— begin Selected passage —

# FreeBSD on ASUS ROG laptop



## arnab (Feb 17, 2017)

Hi, all I am planning to buy an ASUS ROG laptop GL552VX. It has an intel i7 6700HQ processor, 4Gb Nvidia GTX 960m graphics. Now my question is that can I install FreeBSD on it? As I'm not sure about ROG laptop's Linux or FreeBSD support. Will it support FreeBSD out of box? Or will I've to do some extra steps? And one more thing which laptop brand has maximum support for FreeBSD? 
Thanks in advance


----------



## asys (Feb 17, 2017)

When it comes to laptop, there's much to care about beside the CPU(mostly supported) and graphic processor(supported by xorg) as many components cannot easily be changed for another(subject to void warranty) unlike a DIY PC. If your definition of work out-of-box means the system hardware works without much hassle, then you should get a laptop with all supported hardware component. You can find that here: https://www.freebsd.org/releases/11.0R/hardware.html.

— end Selected passage —
— begin Data entries —

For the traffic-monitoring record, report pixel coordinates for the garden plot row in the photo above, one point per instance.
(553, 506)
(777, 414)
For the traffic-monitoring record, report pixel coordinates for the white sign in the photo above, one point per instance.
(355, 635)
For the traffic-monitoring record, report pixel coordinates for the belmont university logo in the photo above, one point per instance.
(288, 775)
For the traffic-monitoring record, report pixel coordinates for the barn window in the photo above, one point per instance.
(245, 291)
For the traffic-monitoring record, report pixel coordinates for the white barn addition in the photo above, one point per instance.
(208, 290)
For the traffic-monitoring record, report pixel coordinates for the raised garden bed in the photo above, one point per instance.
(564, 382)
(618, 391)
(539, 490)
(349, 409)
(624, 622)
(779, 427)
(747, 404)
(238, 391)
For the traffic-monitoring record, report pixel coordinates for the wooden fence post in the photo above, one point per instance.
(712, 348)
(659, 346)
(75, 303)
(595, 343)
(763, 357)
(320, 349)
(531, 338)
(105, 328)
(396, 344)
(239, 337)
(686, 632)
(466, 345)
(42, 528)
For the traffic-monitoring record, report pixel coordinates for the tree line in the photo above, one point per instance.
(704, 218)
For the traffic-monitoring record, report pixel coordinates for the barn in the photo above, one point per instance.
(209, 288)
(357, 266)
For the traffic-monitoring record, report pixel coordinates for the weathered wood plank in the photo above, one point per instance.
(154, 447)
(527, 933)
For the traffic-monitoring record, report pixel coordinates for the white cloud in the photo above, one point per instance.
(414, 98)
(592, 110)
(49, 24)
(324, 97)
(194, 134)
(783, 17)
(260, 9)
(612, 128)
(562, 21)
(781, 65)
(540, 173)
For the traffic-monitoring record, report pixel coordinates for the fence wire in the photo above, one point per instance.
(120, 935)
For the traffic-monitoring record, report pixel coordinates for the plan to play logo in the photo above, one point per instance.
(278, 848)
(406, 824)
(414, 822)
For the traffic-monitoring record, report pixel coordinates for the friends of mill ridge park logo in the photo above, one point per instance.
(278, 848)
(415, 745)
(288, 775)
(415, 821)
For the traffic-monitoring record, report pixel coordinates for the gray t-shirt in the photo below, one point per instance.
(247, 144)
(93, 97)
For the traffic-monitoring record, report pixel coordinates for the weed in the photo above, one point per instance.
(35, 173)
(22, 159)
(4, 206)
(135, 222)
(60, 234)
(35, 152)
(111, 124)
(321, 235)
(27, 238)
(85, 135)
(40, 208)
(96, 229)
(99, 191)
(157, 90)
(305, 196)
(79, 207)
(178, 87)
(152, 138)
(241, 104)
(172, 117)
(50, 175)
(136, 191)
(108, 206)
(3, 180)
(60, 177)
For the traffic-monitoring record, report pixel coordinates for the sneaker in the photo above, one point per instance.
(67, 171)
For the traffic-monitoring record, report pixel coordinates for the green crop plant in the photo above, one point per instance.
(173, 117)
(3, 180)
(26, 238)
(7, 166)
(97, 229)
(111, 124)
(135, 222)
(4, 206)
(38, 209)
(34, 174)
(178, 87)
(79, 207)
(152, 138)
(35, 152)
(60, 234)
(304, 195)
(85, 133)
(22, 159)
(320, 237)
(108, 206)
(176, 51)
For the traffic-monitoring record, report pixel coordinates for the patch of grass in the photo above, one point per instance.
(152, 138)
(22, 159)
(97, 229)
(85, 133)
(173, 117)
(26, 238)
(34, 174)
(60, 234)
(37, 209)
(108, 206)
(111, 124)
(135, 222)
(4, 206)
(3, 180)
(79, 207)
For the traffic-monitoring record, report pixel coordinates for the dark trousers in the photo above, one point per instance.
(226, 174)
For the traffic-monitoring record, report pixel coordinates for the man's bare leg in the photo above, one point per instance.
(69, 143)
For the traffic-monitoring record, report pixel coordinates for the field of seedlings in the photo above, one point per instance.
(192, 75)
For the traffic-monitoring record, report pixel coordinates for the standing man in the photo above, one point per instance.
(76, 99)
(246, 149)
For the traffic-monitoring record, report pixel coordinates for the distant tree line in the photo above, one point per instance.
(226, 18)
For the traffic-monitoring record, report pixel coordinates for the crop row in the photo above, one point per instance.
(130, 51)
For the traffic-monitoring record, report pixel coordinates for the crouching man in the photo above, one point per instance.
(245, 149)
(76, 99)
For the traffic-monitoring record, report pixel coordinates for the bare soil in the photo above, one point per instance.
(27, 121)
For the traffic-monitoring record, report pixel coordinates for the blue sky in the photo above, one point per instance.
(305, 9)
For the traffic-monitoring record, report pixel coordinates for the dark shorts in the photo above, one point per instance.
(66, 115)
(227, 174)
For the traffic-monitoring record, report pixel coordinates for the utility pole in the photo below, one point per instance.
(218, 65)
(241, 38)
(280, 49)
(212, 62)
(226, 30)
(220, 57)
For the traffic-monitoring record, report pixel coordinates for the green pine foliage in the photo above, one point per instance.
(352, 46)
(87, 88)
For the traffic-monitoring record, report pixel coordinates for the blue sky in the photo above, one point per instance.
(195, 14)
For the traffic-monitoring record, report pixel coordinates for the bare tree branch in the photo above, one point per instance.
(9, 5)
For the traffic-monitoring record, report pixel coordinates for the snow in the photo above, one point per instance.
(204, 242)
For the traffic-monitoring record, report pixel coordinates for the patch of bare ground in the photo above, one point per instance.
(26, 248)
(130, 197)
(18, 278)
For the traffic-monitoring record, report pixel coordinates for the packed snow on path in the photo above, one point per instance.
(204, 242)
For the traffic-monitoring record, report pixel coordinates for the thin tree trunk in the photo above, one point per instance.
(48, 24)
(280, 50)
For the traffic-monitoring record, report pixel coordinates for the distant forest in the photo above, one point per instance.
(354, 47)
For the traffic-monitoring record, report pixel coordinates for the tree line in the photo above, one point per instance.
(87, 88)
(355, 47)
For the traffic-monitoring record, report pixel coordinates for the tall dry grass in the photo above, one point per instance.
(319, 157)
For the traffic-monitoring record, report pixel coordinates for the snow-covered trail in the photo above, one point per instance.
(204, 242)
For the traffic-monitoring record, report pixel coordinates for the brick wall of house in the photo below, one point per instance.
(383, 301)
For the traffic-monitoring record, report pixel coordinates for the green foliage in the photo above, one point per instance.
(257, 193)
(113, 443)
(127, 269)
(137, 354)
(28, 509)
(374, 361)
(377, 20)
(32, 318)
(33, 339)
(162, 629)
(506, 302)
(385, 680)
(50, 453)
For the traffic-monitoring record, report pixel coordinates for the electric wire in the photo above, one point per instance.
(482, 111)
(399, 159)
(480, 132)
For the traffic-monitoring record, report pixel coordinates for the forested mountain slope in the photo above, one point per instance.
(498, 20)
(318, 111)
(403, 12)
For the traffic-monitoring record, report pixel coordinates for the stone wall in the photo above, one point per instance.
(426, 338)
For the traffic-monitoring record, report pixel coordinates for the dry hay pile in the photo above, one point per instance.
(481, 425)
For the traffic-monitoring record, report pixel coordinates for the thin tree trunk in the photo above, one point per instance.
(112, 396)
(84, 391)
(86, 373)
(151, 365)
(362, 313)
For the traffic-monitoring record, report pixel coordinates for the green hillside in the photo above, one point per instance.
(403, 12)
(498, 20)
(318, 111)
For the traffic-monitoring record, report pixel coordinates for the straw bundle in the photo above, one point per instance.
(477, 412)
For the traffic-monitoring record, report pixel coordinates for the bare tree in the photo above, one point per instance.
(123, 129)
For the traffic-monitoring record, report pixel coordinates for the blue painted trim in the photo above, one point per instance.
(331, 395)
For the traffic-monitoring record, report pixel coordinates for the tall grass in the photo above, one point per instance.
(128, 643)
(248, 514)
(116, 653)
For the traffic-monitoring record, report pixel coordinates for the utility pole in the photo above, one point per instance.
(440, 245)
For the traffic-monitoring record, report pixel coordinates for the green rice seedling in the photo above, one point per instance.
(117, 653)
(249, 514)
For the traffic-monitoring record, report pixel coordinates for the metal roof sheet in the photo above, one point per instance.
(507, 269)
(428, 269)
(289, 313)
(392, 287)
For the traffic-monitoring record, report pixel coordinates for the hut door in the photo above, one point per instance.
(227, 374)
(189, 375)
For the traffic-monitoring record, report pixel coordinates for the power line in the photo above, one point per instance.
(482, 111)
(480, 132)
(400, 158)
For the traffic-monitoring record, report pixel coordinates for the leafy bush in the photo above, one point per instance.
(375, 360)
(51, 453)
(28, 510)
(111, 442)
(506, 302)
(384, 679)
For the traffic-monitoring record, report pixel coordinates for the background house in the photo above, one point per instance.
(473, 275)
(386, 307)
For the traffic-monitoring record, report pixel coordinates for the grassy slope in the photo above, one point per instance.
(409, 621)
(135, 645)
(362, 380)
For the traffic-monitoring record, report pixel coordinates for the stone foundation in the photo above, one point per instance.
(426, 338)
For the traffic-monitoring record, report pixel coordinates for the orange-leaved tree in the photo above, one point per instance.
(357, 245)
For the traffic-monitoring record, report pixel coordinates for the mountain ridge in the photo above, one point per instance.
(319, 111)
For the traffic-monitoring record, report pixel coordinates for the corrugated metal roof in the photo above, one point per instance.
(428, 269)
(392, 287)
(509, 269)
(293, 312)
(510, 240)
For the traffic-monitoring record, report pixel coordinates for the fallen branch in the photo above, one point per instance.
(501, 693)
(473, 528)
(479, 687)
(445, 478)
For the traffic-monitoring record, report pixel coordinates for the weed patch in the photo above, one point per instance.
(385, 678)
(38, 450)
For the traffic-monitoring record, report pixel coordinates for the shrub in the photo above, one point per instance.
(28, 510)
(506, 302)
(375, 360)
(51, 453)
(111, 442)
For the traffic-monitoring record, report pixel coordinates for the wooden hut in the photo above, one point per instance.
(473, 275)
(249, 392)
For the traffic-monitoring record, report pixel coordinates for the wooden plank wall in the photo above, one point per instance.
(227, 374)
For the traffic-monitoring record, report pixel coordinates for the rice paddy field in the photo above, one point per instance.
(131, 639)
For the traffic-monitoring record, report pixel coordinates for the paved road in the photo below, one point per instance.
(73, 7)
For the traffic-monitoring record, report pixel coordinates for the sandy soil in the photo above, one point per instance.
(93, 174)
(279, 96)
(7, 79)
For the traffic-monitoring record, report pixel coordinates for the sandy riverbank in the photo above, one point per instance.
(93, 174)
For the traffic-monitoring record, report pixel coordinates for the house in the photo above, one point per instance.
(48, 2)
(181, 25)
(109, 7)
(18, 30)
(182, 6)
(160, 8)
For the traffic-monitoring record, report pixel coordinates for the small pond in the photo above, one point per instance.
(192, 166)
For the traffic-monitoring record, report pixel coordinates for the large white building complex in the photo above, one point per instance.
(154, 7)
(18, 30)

— end Data entries —

■ To-do list
• 1. Write out the stretch of the FreeBSD laptop thread from "When it comes" through "that here: https://www.freebsd.org/releases/11.0R/hardware.html.".
• 2. In the FreeBSD laptop thread, what processor does the ASUS ROG GL552VX have?
• 3. Pick up the FreeBSD laptop thread from the point where it stops and keep it going.
This material has nothing to do with the FreeBSD laptop thread.

■ Expected answers
• 1.
When it comes to laptop, there's much to care about beside the CPU(mostly supported) and graphic processor(supported by xorg) as many components cannot easily be changed for another(subject to void warranty) unlike a DIY PC. If your definition of work out-of-box means the system hardware works without much hassle, then you should get a laptop with all supported hardware component. You can find that here: https://www.freebsd.org/releases/11.0R/hardware.html.

• 2. An Intel i7 6700HQ.

• 3.
A note on wireless card. Avoid getting any with 802.11ac capability for the mean time as most of them are not supported except maybe a few made by Intel(without 802.11ac capability). Unless you plan on using ethernet the whole time or resort to usb dongle despite having internal wireless card, I highly suggest you take this into account. Supported one should make into this list: https://www.freebsd.org/releases/11.0R/hardware.html#wlan.

Expect "extra" step if you wanted to use the machine as a desktop. bsdinstall(8) only install the base system. The rest(including x server for GUI) is installed by the user.


----------



## arnab (Feb 17, 2017)

asys said:


> When it comes to laptop, there's much to care about beside the CPU(mostly supported) and graphic processor(supported by xorg) as many components cannot easily be changed for another(subject to void warranty) unlike a DIY PC. If your definition of work out-of-box means the system hardware works without much hassle, then you should get a laptop with all supported hardware component. You can find that here: https://www.freebsd.org/releases/11.0R/hardware.html.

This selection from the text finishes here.